══ Available data

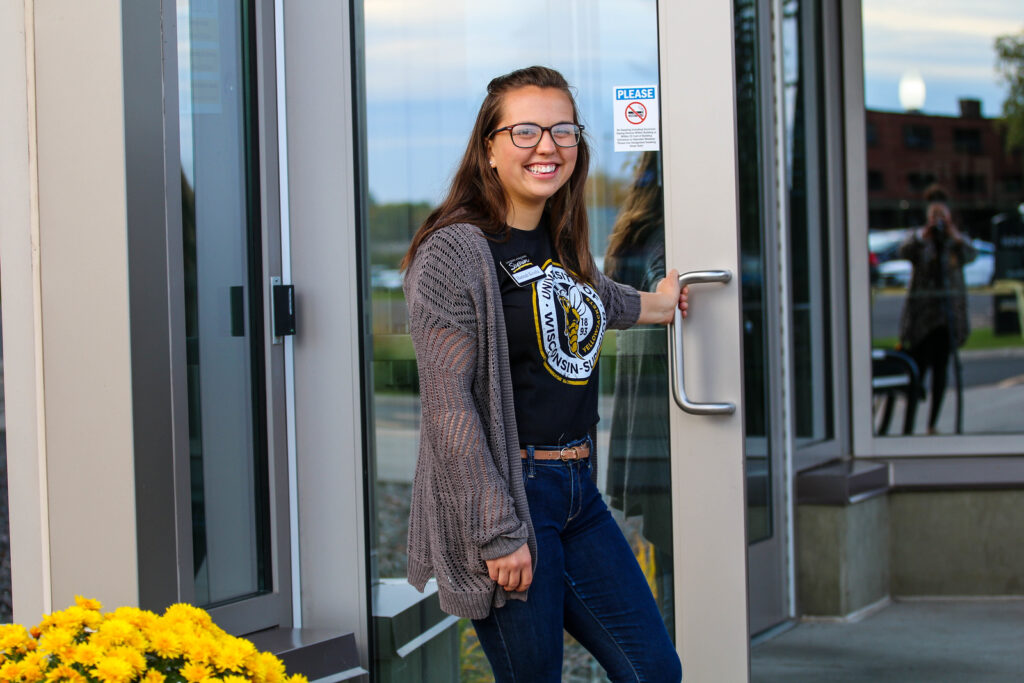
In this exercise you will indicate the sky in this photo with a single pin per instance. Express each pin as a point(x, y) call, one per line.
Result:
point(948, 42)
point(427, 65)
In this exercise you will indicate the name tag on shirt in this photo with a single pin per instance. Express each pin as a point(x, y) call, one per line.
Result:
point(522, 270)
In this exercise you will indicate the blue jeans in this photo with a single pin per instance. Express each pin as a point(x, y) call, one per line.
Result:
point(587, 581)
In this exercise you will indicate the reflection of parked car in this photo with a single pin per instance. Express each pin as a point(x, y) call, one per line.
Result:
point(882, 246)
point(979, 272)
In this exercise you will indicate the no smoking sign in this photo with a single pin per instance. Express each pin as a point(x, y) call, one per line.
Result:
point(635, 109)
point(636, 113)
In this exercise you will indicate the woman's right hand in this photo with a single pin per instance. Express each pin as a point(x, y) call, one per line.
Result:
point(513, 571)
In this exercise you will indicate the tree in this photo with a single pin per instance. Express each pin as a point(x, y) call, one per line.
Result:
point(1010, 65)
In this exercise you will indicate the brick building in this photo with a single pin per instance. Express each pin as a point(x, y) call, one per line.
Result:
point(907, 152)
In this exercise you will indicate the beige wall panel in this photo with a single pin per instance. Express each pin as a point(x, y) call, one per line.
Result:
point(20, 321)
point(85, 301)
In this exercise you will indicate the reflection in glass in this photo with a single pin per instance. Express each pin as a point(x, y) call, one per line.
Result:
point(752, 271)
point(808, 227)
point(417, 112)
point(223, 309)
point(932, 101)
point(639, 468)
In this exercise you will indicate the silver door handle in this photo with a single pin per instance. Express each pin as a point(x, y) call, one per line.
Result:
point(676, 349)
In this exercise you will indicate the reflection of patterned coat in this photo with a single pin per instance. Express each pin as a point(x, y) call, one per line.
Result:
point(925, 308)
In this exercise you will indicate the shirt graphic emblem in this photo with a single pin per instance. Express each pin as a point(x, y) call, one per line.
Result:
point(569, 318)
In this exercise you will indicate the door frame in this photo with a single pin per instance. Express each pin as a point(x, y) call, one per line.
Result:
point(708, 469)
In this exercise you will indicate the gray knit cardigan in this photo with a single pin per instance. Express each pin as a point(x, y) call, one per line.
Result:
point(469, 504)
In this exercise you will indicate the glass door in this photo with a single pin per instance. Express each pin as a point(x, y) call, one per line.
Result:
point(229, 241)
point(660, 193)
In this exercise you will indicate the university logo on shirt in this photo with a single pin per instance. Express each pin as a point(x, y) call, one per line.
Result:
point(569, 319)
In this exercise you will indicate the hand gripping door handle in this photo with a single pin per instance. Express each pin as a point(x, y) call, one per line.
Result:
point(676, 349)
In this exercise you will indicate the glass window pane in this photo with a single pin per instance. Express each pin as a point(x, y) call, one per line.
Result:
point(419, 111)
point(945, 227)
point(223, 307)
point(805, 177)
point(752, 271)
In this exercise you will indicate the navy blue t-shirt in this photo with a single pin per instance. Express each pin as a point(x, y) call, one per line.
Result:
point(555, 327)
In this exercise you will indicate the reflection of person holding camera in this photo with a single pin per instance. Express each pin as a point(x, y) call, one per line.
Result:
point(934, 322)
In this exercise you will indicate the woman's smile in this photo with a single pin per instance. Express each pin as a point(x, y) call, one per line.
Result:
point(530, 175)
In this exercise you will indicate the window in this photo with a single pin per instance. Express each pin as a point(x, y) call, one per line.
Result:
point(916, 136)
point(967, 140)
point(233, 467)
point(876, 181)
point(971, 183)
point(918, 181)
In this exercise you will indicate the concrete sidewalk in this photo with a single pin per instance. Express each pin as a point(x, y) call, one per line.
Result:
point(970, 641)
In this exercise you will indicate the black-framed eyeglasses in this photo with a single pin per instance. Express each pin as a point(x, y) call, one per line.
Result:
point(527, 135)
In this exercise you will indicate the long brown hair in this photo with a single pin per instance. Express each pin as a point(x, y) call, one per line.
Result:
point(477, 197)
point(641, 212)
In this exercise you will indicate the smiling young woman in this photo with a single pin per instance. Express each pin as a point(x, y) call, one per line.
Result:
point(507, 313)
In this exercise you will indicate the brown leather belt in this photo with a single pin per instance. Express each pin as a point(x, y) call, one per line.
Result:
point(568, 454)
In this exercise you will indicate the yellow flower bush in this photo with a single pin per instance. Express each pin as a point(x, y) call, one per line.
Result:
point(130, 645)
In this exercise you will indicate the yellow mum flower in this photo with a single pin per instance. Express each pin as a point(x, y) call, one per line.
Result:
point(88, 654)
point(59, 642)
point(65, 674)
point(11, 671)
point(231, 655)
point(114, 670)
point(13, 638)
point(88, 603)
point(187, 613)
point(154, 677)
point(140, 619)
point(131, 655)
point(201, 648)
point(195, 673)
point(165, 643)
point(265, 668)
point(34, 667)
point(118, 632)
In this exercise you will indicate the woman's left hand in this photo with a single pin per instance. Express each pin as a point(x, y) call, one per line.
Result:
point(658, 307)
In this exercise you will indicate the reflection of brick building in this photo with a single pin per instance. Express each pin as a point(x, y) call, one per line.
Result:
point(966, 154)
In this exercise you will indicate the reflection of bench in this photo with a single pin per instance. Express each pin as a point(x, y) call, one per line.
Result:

════

__Problem details__
For each line above that holds the string "shirt", provide a copy of that line.

__Expected output__
In this exercise you will indicate the name tag on shirt in this photo with a single pin per instance. Express each pin as a point(x, y) call, one per line.
In this exercise you will indicate the shirt graphic emblem in this photo with a single pin per instance. Express each pin as a point(x, y) call, one per line.
In this exercise you will indicate the university logo on shirt in this photo with a single pin per instance. Express each pin as a point(x, y) call, one per line.
In this exercise you will indicate the navy blue t-shirt in this photo with a single pin per instance. Express each pin as a point(x, y) call, one per line.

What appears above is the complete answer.